====== Trecho do texto

No início de abril de 2009 a Escola de Pós-Graduação em Design (GSD – Graduate School of Design) da Universidade de Harvard, em Cambridge, organizou uma conferência para discutir o que é, quais os rumos, e o que pode significar Urbanismo Ecológico no futuro (1). Foram disponibilizadas 180 inscrições que se esgotaram quase imediatamente. Participantes e palestrantes de inúmeros países estiveram presentes.
A conferência reuniu um número expressivo de renomados cientistas, pesquisadores, profissionais e estudantes de diversos campos do conhecimento, como: planejadores urbanos e regionais, urbanistas, arquitetos, paisagistas, ecólogos, engenheiros, especialistas em saúde pública e economistas. Participaram também políticos locais.
O evento começou com duas palestras introdutórias, sobre a situação da vizinha cidade de Boston. A primeira, dada por Alex Krieger, abordou a história da ocupação do estuário do Rio Charles e os impactos ambientais que causou. Em seguida foi feita a apresentação de um “Plano Verde” para renovar Boston. O plano deverá ser implementado nas próximas décadas. Para isso, foi lançado no dia 30 de março o plano “Renew Boston” (Renova Boston) e o Boston Climate Action Leadership Commitee (Comitê de Liderança para Ações Climáticas de Boston), com a presença de Al Gore. O plano é inovador, conta com parcerias público-privadas e um investimento federal inicial de 6, 5 milhões de dólares que deverá transformar a cidade em referência de desenvolvimento sustentável. O prefeito Thomas Menino abriu os trabalhos da conferência no dia 3 de abril. Vale ressaltar que o primeiro projeto paisagístico com cunho ambiental que visava sustentabilidade urbana foi feito e parcialmente implementado por Frederick Law Olmested, ainda no século XIX.
A apresentação de projetos para enfrentar os problemas causados pelas mudanças climáticas e aumento do nível do mar dominou as discussões, que foram distribuídas em mesas redondas, painéis e palestras individuais. Na abertura da conferência Mohsen Mostafavi, diretor da escola, enfatizou o comprometimento de Harvard em estar na pesquisa de ponta da sustentabilidade das cidades, das paisagens e das infraestruturas. Com especial atenção à questão ambiental para mitigar problemas existentes e os que serão causados pelo aquecimento global em áreas consolidadas, além de discutir novas possibilidades de ocupação sustentável para áreas de expansão. Levantou também como o urbanismo ecológico pode contribuir para espaços democráticos, que acomodem conflitos e discordâncias. Afirmou ainda que, para ser ecológico o urbanismo deve respeitar o passado, planejar e projetar espaços urbanos que respondam às necessidades de sustentabilidade da sociedade atual.

============

No texto sobre a conferência de Urbanismo Ecológico em Harvard, quantas inscrições foram disponibilizadas para o evento? As entradas não têm relação com esta atividade.

====== Entradas exibidas

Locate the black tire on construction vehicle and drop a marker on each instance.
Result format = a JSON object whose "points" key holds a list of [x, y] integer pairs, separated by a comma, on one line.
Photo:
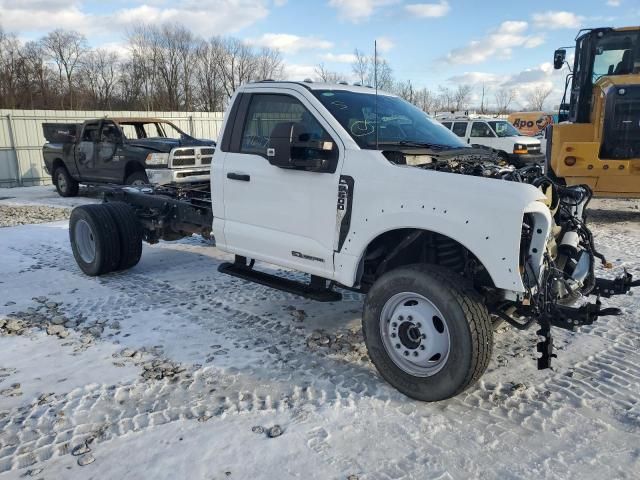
{"points": [[427, 331], [137, 178], [94, 239], [65, 184], [129, 232]]}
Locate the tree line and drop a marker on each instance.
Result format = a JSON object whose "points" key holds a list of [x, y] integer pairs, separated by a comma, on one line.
{"points": [[168, 68]]}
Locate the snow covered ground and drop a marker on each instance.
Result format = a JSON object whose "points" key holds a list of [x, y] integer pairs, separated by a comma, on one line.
{"points": [[172, 370]]}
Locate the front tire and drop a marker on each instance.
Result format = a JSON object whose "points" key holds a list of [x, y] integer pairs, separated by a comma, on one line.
{"points": [[427, 331], [94, 239], [64, 182]]}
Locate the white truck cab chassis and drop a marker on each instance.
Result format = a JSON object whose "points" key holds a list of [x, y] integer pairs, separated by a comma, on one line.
{"points": [[361, 190]]}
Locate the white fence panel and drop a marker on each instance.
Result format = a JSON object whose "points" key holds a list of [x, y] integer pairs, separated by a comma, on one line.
{"points": [[21, 137]]}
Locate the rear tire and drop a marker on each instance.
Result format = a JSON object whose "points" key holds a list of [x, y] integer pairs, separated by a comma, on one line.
{"points": [[427, 331], [129, 233], [94, 239], [137, 178], [65, 184]]}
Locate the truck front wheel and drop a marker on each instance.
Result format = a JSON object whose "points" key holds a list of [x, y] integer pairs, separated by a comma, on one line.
{"points": [[137, 179], [65, 184], [427, 331]]}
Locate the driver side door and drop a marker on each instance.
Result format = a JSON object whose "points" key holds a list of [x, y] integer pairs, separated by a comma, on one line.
{"points": [[284, 216]]}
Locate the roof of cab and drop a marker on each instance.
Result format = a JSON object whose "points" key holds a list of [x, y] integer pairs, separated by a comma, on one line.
{"points": [[318, 86]]}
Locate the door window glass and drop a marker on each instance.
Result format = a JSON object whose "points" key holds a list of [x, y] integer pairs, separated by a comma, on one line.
{"points": [[460, 128], [481, 129], [90, 133], [268, 114]]}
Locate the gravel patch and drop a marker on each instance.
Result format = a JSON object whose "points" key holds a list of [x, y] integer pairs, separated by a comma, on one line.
{"points": [[12, 215]]}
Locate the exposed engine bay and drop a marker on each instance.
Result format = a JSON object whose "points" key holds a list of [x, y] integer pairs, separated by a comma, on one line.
{"points": [[569, 259]]}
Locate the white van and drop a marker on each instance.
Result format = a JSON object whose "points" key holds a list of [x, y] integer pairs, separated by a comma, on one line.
{"points": [[498, 134]]}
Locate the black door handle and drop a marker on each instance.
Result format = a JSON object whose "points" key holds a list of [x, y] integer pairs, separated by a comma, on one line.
{"points": [[243, 177]]}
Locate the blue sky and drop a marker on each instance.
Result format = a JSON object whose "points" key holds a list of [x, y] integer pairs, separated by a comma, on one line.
{"points": [[501, 44]]}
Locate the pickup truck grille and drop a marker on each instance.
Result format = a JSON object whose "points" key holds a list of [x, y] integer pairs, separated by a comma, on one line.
{"points": [[191, 157]]}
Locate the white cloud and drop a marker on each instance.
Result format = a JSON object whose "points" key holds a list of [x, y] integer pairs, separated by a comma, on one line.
{"points": [[358, 10], [206, 17], [476, 78], [553, 20], [498, 43], [439, 9], [339, 57], [297, 72], [288, 43]]}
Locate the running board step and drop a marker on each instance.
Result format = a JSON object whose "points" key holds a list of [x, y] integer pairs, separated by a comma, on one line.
{"points": [[318, 294]]}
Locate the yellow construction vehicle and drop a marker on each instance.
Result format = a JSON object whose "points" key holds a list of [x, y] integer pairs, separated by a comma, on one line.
{"points": [[599, 143]]}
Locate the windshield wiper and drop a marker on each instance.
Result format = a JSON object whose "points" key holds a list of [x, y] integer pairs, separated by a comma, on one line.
{"points": [[411, 143]]}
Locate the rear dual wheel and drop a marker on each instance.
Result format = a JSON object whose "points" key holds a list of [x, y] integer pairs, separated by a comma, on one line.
{"points": [[105, 237]]}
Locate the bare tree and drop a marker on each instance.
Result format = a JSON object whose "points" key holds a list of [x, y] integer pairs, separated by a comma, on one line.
{"points": [[462, 96], [361, 66], [503, 98], [405, 90], [536, 97], [269, 65], [426, 100], [327, 75], [66, 49], [100, 73]]}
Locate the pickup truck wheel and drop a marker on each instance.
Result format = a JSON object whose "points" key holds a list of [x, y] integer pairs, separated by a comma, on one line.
{"points": [[137, 179], [427, 331], [129, 233], [65, 184], [94, 239]]}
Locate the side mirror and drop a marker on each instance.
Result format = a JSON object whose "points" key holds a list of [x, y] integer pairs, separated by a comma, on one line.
{"points": [[558, 58], [290, 148]]}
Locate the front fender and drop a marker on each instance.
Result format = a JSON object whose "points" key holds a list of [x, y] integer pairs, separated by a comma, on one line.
{"points": [[484, 215]]}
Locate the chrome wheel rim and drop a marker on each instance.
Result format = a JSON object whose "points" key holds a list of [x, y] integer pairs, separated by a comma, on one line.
{"points": [[62, 182], [415, 334], [85, 241]]}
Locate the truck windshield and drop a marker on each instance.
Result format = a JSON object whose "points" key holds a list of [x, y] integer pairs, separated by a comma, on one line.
{"points": [[397, 123], [504, 129]]}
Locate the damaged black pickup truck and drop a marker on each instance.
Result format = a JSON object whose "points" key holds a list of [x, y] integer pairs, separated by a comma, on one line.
{"points": [[123, 151]]}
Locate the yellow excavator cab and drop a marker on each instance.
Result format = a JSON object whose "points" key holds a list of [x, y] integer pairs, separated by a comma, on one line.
{"points": [[598, 144]]}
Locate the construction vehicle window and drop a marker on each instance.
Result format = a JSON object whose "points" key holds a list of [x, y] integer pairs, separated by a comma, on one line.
{"points": [[266, 111], [460, 128], [384, 120], [481, 129]]}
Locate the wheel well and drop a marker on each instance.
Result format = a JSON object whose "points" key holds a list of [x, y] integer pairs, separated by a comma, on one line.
{"points": [[57, 163], [132, 167], [406, 246]]}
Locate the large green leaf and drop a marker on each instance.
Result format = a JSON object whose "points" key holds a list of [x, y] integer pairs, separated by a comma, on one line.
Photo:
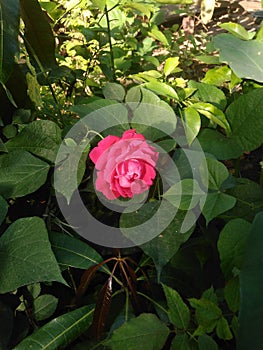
{"points": [[231, 245], [26, 256], [243, 56], [41, 137], [145, 332], [249, 196], [185, 194], [245, 116], [70, 251], [251, 279], [38, 35], [207, 313], [59, 332], [9, 29], [3, 209], [217, 203], [178, 311], [21, 173]]}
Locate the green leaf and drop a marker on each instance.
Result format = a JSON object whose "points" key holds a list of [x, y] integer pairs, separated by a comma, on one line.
{"points": [[3, 209], [170, 64], [59, 332], [34, 289], [232, 294], [21, 173], [41, 137], [223, 330], [153, 117], [249, 197], [165, 245], [217, 76], [44, 306], [70, 171], [245, 116], [209, 93], [185, 194], [216, 204], [251, 280], [158, 35], [178, 311], [38, 35], [205, 342], [207, 313], [192, 123], [244, 57], [207, 10], [212, 141], [238, 30], [9, 30], [213, 113], [26, 256], [162, 89], [181, 342], [114, 91], [70, 251], [7, 326], [145, 332], [231, 245], [217, 173], [174, 1]]}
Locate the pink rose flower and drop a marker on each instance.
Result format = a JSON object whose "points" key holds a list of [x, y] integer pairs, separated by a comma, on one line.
{"points": [[125, 166]]}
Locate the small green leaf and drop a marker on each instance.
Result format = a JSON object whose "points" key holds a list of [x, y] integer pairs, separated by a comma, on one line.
{"points": [[181, 342], [59, 332], [223, 330], [44, 306], [162, 89], [209, 93], [231, 245], [145, 332], [178, 311], [41, 137], [26, 255], [213, 113], [232, 294], [205, 342], [170, 64], [158, 35], [34, 289], [70, 251], [21, 173], [114, 91], [185, 194], [3, 209], [216, 143], [251, 279], [243, 56], [245, 116]]}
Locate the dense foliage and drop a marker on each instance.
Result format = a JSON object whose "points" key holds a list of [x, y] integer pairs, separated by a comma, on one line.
{"points": [[196, 284]]}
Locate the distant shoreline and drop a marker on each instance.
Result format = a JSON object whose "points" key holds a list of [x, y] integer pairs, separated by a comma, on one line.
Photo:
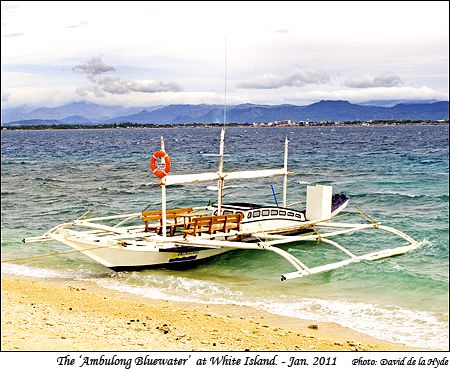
{"points": [[218, 125]]}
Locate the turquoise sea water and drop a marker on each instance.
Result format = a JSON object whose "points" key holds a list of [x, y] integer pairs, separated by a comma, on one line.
{"points": [[398, 175]]}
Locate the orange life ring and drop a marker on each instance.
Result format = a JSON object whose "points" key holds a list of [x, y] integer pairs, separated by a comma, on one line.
{"points": [[160, 173]]}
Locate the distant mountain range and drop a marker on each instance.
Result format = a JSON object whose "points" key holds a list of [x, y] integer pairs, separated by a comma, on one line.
{"points": [[89, 113]]}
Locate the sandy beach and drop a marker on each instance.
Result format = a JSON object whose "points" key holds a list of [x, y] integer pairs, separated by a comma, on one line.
{"points": [[64, 315]]}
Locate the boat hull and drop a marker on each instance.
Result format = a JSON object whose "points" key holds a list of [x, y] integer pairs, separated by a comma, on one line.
{"points": [[119, 257]]}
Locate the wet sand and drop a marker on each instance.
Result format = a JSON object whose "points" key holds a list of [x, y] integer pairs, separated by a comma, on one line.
{"points": [[67, 315]]}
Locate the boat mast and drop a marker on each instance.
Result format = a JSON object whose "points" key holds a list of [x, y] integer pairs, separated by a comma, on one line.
{"points": [[163, 197], [286, 146], [220, 182]]}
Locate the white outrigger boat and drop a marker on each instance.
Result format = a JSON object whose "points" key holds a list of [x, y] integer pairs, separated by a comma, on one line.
{"points": [[187, 235]]}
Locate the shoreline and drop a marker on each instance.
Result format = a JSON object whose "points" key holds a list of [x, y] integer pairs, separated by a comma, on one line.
{"points": [[64, 314], [132, 126]]}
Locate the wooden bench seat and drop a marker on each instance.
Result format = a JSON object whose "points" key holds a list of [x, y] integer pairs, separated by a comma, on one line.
{"points": [[176, 215], [213, 224]]}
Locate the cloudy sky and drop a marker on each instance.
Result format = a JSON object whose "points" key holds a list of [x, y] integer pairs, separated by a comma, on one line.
{"points": [[151, 53]]}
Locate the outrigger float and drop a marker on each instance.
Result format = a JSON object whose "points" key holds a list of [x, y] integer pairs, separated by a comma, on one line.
{"points": [[185, 235]]}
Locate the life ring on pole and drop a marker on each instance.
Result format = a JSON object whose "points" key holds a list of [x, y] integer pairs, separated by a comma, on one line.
{"points": [[158, 171]]}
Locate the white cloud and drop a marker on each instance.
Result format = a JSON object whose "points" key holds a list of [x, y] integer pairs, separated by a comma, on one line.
{"points": [[92, 68], [154, 59], [299, 78], [382, 80]]}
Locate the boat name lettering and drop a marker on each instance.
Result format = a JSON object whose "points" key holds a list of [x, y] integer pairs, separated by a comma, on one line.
{"points": [[184, 253]]}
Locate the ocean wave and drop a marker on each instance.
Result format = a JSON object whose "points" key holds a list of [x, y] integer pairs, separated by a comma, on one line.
{"points": [[443, 197], [214, 187]]}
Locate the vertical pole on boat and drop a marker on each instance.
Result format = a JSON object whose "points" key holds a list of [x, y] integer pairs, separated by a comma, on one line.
{"points": [[163, 198], [221, 181], [286, 146]]}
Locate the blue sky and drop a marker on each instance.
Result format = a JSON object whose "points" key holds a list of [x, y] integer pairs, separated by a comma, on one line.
{"points": [[153, 53]]}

============

# [Resposta completa]
Foram disponibilizadas 180 inscrições.